◆ **Exercise aim**: Change "dry grass" to "golden grass" in the rows between the line containing "Would it be possible for you to locate the dry" and the line containing "left=0, top=722, right=1342, bottom=896", inclusive, keeping everything else the same. Return only those lines.

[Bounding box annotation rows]
* * * * * * *

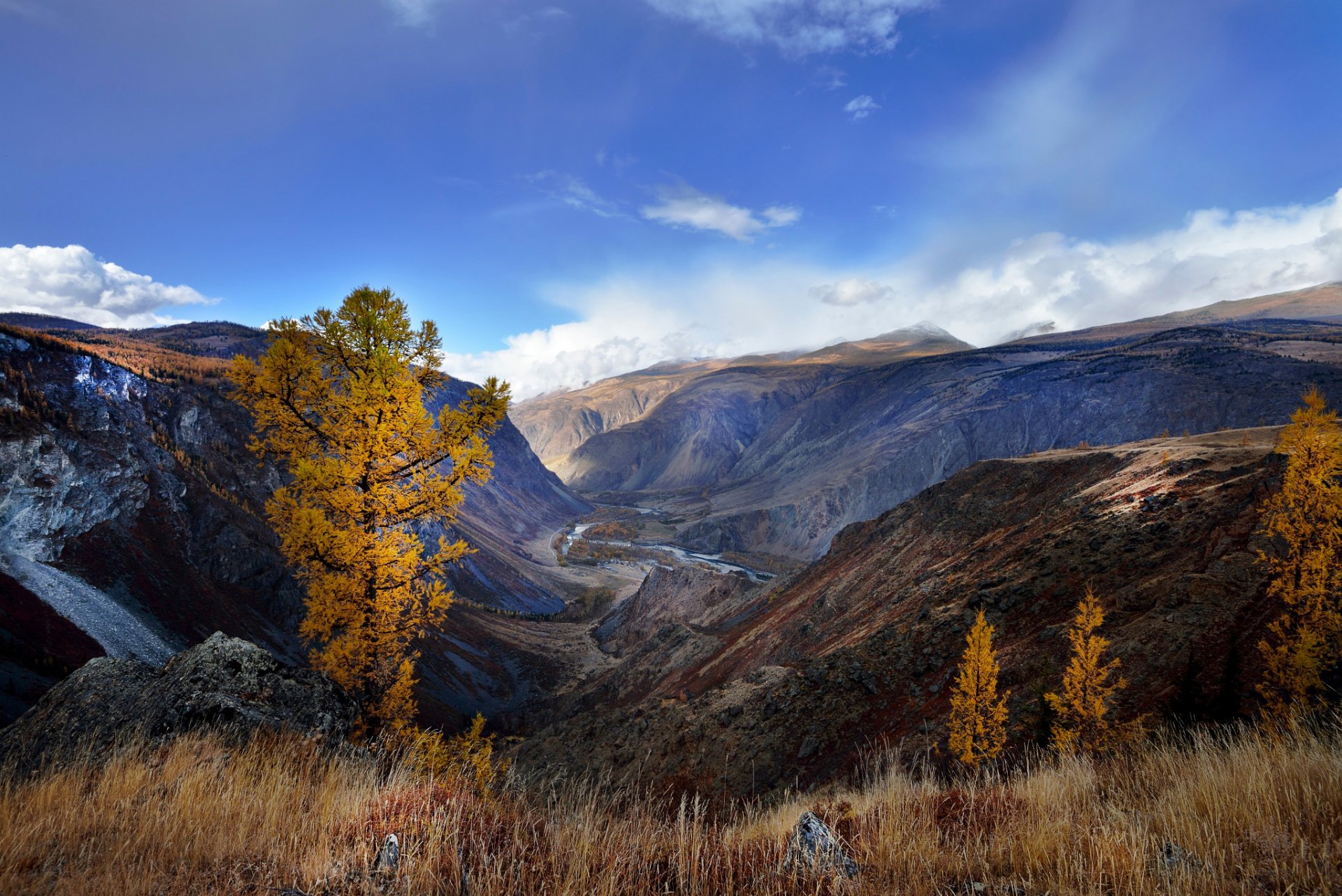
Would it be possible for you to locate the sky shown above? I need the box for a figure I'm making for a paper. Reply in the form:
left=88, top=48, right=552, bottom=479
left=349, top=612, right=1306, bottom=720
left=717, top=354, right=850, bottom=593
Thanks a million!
left=0, top=0, right=1342, bottom=398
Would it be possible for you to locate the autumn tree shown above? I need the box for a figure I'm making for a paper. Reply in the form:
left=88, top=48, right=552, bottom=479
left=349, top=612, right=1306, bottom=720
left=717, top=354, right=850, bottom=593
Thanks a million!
left=1257, top=389, right=1342, bottom=719
left=1044, top=588, right=1134, bottom=753
left=948, top=609, right=1011, bottom=769
left=229, top=286, right=509, bottom=732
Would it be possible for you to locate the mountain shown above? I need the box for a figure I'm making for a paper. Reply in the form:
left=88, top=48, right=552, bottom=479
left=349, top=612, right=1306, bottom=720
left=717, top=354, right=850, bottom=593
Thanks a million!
left=518, top=428, right=1284, bottom=794
left=509, top=324, right=972, bottom=479
left=0, top=324, right=591, bottom=722
left=520, top=284, right=1342, bottom=559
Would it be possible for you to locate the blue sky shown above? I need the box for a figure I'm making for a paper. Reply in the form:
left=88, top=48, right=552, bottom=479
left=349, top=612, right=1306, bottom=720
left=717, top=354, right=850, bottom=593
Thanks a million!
left=0, top=0, right=1342, bottom=394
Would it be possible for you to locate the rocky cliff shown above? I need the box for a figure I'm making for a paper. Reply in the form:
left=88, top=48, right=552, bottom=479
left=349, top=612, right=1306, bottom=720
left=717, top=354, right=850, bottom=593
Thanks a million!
left=539, top=286, right=1342, bottom=559
left=519, top=428, right=1284, bottom=794
left=510, top=324, right=973, bottom=475
left=0, top=324, right=588, bottom=719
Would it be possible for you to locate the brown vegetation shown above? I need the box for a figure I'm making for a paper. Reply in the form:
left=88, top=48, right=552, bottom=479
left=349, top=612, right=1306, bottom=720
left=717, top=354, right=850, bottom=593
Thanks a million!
left=0, top=324, right=228, bottom=385
left=0, top=719, right=1342, bottom=896
left=1257, top=389, right=1342, bottom=718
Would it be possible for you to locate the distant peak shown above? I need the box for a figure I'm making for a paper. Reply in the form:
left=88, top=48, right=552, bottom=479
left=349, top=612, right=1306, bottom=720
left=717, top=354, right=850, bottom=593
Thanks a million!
left=862, top=321, right=960, bottom=342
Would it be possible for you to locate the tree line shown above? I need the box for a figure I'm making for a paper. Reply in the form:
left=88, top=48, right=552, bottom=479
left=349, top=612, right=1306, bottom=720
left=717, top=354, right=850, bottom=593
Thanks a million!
left=948, top=388, right=1342, bottom=769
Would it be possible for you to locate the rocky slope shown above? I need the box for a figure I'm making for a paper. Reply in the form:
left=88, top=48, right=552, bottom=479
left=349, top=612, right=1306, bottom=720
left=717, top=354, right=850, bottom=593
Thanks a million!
left=0, top=632, right=359, bottom=772
left=0, top=324, right=588, bottom=719
left=519, top=428, right=1283, bottom=794
left=509, top=324, right=972, bottom=480
left=547, top=286, right=1342, bottom=559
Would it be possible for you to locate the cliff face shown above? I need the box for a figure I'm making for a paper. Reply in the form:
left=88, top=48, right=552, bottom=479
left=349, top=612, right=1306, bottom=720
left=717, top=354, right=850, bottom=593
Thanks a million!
left=0, top=331, right=588, bottom=719
left=512, top=284, right=1342, bottom=559
left=519, top=428, right=1283, bottom=793
left=510, top=326, right=973, bottom=475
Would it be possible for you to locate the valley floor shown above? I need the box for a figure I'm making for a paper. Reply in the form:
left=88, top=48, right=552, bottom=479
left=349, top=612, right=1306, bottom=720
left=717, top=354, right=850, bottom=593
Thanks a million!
left=0, top=718, right=1342, bottom=896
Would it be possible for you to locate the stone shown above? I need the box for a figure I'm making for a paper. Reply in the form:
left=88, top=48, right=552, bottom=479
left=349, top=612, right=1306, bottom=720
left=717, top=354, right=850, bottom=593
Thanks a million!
left=0, top=632, right=359, bottom=772
left=1155, top=841, right=1201, bottom=874
left=782, top=811, right=858, bottom=877
left=373, top=834, right=401, bottom=874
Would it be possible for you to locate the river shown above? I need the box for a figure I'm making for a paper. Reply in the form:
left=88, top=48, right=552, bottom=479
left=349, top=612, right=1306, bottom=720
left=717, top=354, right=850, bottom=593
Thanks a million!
left=561, top=520, right=773, bottom=582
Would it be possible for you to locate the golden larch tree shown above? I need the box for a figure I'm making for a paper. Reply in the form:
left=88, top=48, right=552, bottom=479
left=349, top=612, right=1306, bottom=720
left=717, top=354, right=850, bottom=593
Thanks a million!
left=1044, top=588, right=1127, bottom=753
left=948, top=607, right=1011, bottom=769
left=229, top=286, right=509, bottom=732
left=1257, top=388, right=1342, bottom=719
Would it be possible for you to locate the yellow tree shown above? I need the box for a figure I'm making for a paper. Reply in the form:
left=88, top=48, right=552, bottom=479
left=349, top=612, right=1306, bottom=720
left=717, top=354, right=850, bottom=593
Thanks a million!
left=948, top=609, right=1011, bottom=769
left=229, top=286, right=509, bottom=731
left=1257, top=389, right=1342, bottom=718
left=1044, top=588, right=1127, bottom=753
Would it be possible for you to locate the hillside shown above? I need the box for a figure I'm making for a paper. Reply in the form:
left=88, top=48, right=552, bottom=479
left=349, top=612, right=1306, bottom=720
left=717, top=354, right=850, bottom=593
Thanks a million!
left=509, top=326, right=973, bottom=480
left=539, top=286, right=1342, bottom=559
left=518, top=428, right=1283, bottom=794
left=0, top=324, right=589, bottom=721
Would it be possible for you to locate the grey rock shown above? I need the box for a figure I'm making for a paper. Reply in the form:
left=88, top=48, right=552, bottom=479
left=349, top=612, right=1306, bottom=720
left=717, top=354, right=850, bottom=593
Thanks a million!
left=0, top=632, right=359, bottom=772
left=1155, top=841, right=1202, bottom=874
left=782, top=811, right=858, bottom=877
left=373, top=834, right=401, bottom=874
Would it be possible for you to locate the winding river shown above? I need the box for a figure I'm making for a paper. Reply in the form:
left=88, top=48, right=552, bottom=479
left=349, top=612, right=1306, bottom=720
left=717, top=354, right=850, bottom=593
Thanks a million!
left=561, top=520, right=773, bottom=582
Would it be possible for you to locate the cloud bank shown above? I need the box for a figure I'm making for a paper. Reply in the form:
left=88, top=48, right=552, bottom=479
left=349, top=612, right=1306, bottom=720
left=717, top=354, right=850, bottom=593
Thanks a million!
left=647, top=0, right=931, bottom=57
left=639, top=185, right=801, bottom=243
left=0, top=245, right=219, bottom=327
left=445, top=191, right=1342, bottom=398
left=843, top=94, right=881, bottom=121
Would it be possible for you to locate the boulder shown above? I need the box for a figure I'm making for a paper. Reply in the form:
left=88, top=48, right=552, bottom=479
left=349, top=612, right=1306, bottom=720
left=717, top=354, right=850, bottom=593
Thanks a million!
left=0, top=632, right=359, bottom=772
left=782, top=811, right=858, bottom=877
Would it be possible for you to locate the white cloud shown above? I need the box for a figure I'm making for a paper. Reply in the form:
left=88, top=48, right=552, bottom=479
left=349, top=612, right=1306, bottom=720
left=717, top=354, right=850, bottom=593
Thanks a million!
left=385, top=0, right=443, bottom=28
left=939, top=0, right=1237, bottom=203
left=807, top=276, right=895, bottom=306
left=647, top=0, right=931, bottom=57
left=521, top=173, right=623, bottom=217
left=0, top=245, right=219, bottom=327
left=843, top=94, right=881, bottom=121
left=639, top=185, right=801, bottom=243
left=445, top=191, right=1342, bottom=398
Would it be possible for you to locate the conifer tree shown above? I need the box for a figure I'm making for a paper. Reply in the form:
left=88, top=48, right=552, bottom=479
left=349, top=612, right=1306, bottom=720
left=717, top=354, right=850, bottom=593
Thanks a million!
left=948, top=607, right=1011, bottom=769
left=229, top=286, right=509, bottom=732
left=1257, top=388, right=1342, bottom=719
left=1044, top=588, right=1127, bottom=753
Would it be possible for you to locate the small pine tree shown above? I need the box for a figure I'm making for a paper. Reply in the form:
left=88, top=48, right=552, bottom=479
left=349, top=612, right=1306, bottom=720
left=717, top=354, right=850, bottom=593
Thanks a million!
left=1257, top=388, right=1342, bottom=719
left=1044, top=588, right=1127, bottom=753
left=948, top=609, right=1011, bottom=769
left=410, top=712, right=510, bottom=794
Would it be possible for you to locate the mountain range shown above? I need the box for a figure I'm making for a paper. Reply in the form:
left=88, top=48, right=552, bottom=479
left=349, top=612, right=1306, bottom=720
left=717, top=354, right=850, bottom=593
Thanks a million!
left=0, top=284, right=1342, bottom=794
left=512, top=284, right=1342, bottom=561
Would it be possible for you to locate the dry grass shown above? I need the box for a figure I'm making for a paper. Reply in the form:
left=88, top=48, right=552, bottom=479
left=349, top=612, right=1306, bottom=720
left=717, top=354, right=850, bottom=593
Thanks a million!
left=0, top=722, right=1342, bottom=896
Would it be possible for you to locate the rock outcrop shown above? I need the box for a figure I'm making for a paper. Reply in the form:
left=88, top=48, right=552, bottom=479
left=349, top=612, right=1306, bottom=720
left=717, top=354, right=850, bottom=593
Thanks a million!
left=782, top=811, right=858, bottom=877
left=0, top=632, right=359, bottom=770
left=0, top=322, right=589, bottom=725
left=517, top=428, right=1284, bottom=794
left=515, top=284, right=1342, bottom=561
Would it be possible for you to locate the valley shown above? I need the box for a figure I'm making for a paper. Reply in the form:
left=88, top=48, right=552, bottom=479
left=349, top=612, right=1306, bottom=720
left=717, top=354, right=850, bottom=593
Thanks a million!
left=0, top=286, right=1342, bottom=795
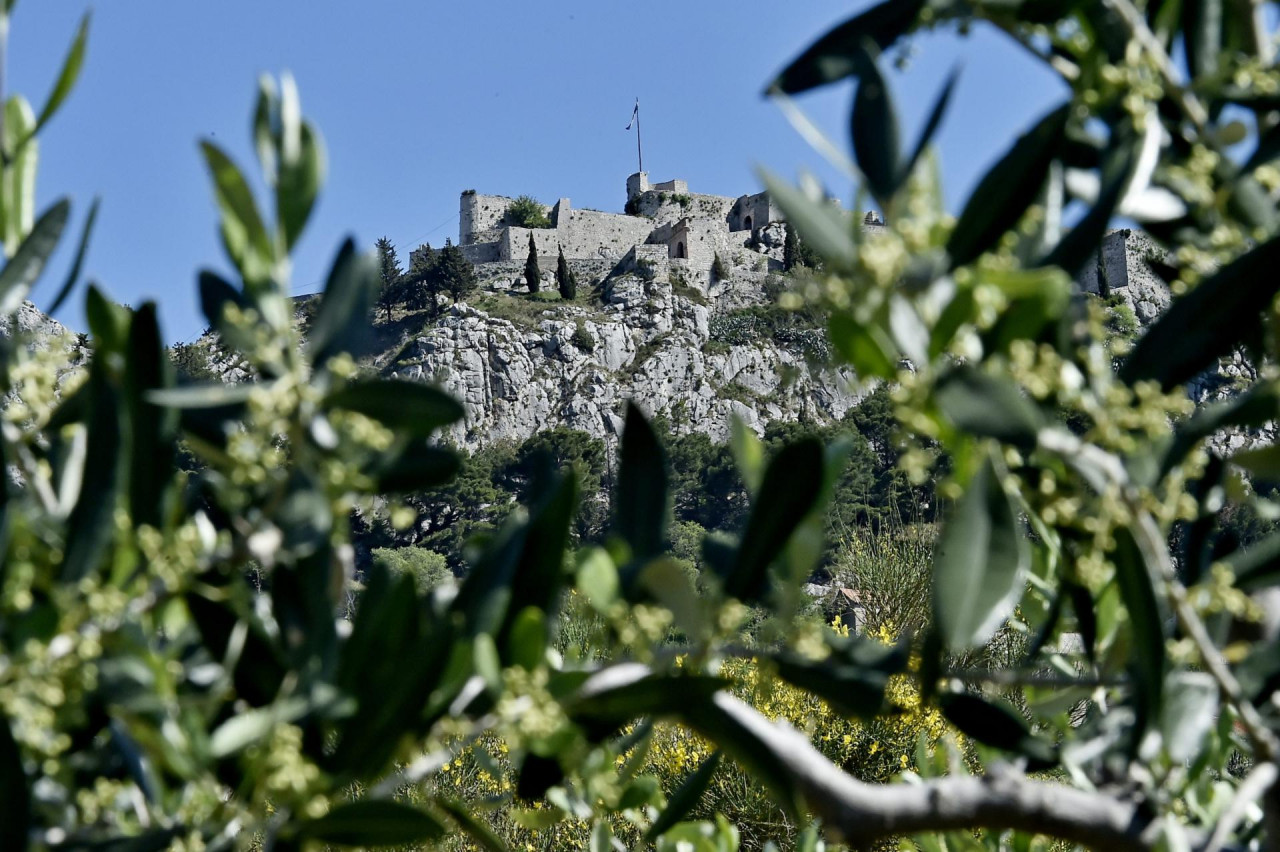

* * * * * * *

◆ **Answer to the exercise**:
Would it be possible for you to locate the golden grass shown above? I need the box for a figure I'm making for a paper. Reply in the form:
left=88, top=48, right=552, bottom=479
left=349, top=612, right=1306, bottom=720
left=717, top=354, right=850, bottom=593
Thanks a million!
left=0, top=722, right=1342, bottom=896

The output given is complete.